▶ **TEXTO PROPORCIONADO**
■ ■ ■ ■ ■ ■ ■
CÉSAR VALLEJO, Poemas humanos
A mis cuarenta y diez
cuarenta y nueve dicen que aparento.
Más antes que después
he de enfrentarme al delicado momento
de empezar a pensar en recogerme,
de sentar la cabeza,
de resignarme a dictar testamento
(perdón por la tristeza).
JOAQUÍN SABINA, «A mis cuarenta y diez»
«Su temperamento era el de todo hombre de talento, y consistía en una mezcla de misantropía, sensibilidad y entusiasmo».
EDGAR ALLAN POE, La caja oblonga
A Margarita, Javier y Rodrigo:
gracias por la alegría.
Marisa, Joaquín: ¿os acordáis?
(Perdón por la tristeza.)
PRÓLOGO A LA EDICIÓN DE 2000
EN SU DESCARGO
Antes de entrar en materia de autopsia, y por aquello de sentar el precedente de la honestidad profesional desde el comienzo de estas páginas, debo confesar que me inicié en Joaquín Sabina algo tarde. Me explico.
Cumplidos los veinticinco, la idea que yo tenía del protagonista de este libro era la de alguien al que, a pesar de estar dotado de una innegable habilidad para las melodías y los versos pegadizos, le gustaba frecuentar en exceso los dominios del ripio, y que lo mismo atacaba con un recurrente e ingrato «Pongamos que hablo de Madrid» a la ciudad que lo recibió con las piernas abiertas y en la cual residía por voluntad propia, que animaba al facilón personal de un concierto de verano a batir palmas al ritmo de una oportunista canción como «Pisa el acelerador» (mujeres al poder). Eso, cuando no le daba por arremeter, con fondo de chunda-chunda, contra un pobre individuo de nombre Juan que, al sentirse enjaulado en su impuesta piel de hombre, tras cada puesta de sol decidía llevar una segunda vida más cercana a la de un personaje de Con faldas y a lo loco que a la de un modélico padre de familia y, previo paso por el tocador, se transformaba en «Juana la Loca».
■ ■ ■ ■ ■ ■ ■
▶ **LISTADO PROPORCIONADO**
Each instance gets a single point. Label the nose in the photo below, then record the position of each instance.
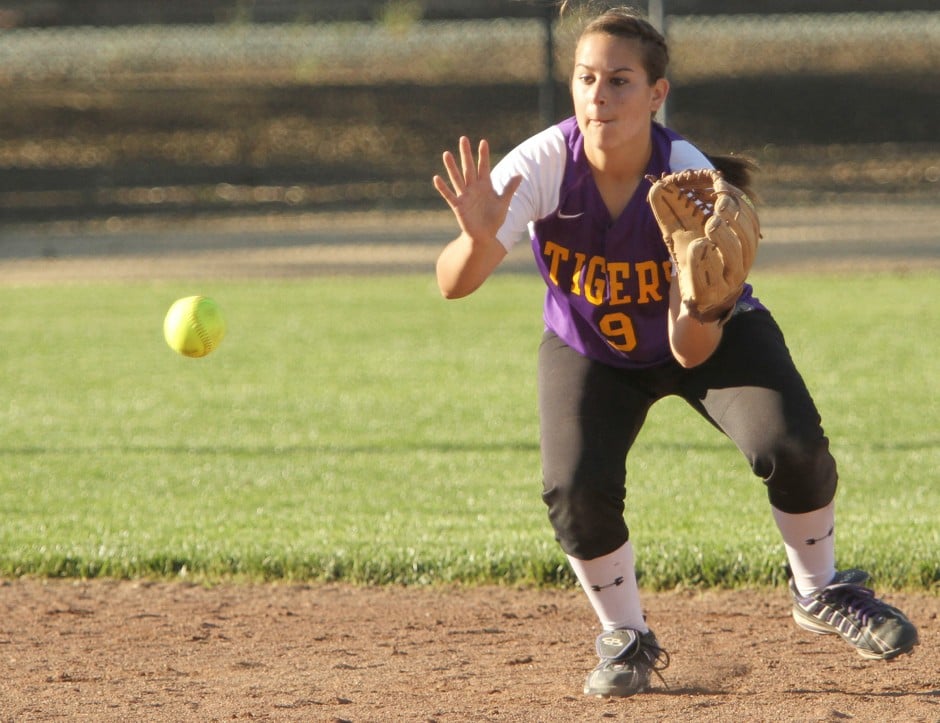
(596, 94)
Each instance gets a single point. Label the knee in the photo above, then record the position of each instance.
(800, 474)
(587, 520)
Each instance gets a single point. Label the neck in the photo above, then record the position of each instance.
(624, 162)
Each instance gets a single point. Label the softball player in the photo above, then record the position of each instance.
(617, 339)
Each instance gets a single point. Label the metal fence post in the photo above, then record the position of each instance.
(657, 16)
(547, 88)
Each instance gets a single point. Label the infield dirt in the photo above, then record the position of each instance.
(104, 650)
(122, 651)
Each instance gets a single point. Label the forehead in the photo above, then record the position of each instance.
(608, 52)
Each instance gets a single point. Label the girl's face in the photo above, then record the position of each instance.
(613, 99)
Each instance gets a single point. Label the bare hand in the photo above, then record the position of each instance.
(480, 211)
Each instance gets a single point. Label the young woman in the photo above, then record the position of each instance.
(618, 338)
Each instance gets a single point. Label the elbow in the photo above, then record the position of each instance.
(691, 358)
(449, 293)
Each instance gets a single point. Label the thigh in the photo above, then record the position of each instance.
(752, 390)
(589, 414)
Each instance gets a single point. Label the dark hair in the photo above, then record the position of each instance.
(629, 24)
(737, 170)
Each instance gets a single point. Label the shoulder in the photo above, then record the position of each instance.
(681, 153)
(550, 146)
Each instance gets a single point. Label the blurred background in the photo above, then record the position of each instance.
(142, 108)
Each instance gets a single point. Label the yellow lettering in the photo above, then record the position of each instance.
(618, 328)
(648, 281)
(576, 275)
(557, 254)
(594, 282)
(617, 273)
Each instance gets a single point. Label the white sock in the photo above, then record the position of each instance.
(809, 539)
(610, 584)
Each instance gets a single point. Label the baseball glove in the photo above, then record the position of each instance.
(712, 230)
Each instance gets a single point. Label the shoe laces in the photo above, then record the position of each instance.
(857, 600)
(656, 657)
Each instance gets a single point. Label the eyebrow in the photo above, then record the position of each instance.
(625, 68)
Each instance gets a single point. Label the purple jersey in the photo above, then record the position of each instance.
(607, 279)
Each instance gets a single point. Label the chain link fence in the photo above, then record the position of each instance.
(113, 121)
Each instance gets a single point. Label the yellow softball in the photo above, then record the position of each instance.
(194, 326)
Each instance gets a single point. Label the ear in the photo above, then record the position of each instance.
(660, 90)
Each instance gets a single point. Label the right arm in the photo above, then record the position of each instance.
(467, 261)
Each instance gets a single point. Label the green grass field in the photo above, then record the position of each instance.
(364, 429)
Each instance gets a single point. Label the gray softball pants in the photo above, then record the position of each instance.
(591, 413)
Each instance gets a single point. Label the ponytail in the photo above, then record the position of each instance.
(737, 170)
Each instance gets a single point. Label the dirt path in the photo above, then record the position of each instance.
(176, 652)
(128, 651)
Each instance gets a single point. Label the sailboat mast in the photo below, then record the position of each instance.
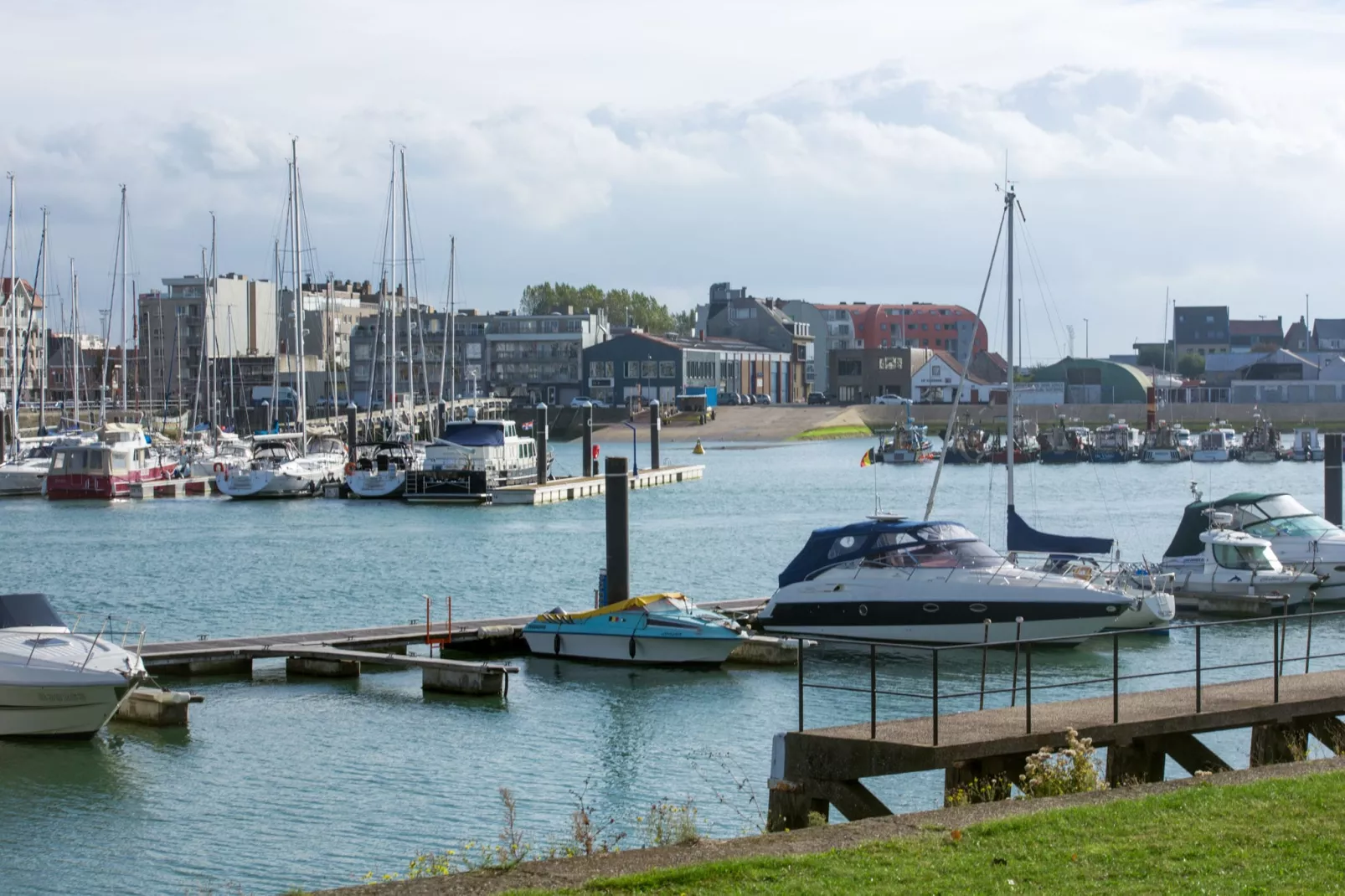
(46, 343)
(299, 334)
(1012, 440)
(126, 370)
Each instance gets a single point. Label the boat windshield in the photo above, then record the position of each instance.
(1243, 557)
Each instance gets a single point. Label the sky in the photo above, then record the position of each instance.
(849, 151)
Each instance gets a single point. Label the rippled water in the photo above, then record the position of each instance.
(315, 783)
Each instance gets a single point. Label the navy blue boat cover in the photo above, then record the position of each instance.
(1023, 537)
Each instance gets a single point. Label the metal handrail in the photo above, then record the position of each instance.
(1280, 627)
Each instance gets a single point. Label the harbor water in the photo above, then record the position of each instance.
(315, 783)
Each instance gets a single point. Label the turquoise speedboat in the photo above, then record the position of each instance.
(665, 630)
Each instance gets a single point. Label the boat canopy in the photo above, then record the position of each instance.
(621, 605)
(1251, 512)
(1023, 537)
(836, 545)
(27, 611)
(474, 434)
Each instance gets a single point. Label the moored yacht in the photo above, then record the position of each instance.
(106, 468)
(54, 682)
(894, 579)
(470, 459)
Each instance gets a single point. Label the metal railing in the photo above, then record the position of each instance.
(1023, 649)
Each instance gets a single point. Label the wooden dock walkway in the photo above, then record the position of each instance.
(576, 487)
(819, 767)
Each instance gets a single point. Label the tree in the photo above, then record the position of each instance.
(1191, 365)
(621, 306)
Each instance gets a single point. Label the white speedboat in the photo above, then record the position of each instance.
(1236, 574)
(1296, 536)
(382, 474)
(277, 470)
(934, 583)
(657, 630)
(1215, 445)
(54, 682)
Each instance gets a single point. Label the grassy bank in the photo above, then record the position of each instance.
(1273, 836)
(852, 430)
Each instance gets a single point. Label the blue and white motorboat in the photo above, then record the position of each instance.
(658, 630)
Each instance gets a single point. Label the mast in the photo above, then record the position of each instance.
(126, 376)
(46, 342)
(299, 332)
(1012, 445)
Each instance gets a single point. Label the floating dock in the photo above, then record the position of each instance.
(576, 487)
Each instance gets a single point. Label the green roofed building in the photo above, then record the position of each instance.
(1092, 381)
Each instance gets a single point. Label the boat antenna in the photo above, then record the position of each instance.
(962, 374)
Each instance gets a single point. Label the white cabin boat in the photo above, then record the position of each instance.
(54, 682)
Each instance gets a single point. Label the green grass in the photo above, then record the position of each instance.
(852, 430)
(1282, 836)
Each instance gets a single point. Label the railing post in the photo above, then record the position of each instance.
(1028, 676)
(801, 683)
(873, 692)
(1198, 667)
(1116, 678)
(935, 676)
■ ■ ■ ■ ■ ■ ■
Responde a estas preguntas sobre el texto:
(a) En la canción de Joaquín Sabina citada, ¿cuántos años dicen que aparenta quien habla?
(b) ¿De qué obra de Edgar Allan Poe procede la cita sobre el temperamento del hombre de talento?
(c) En el prólogo, ¿qué edad tenía el autor cuando tenía la idea que describe del protagonista del libro?
Para este ejercicio no hace falta consultar el listado.

(a) Cuarenta y nueve.
(b) De *La caja oblonga*.
(c) Veinticinco años cumplidos.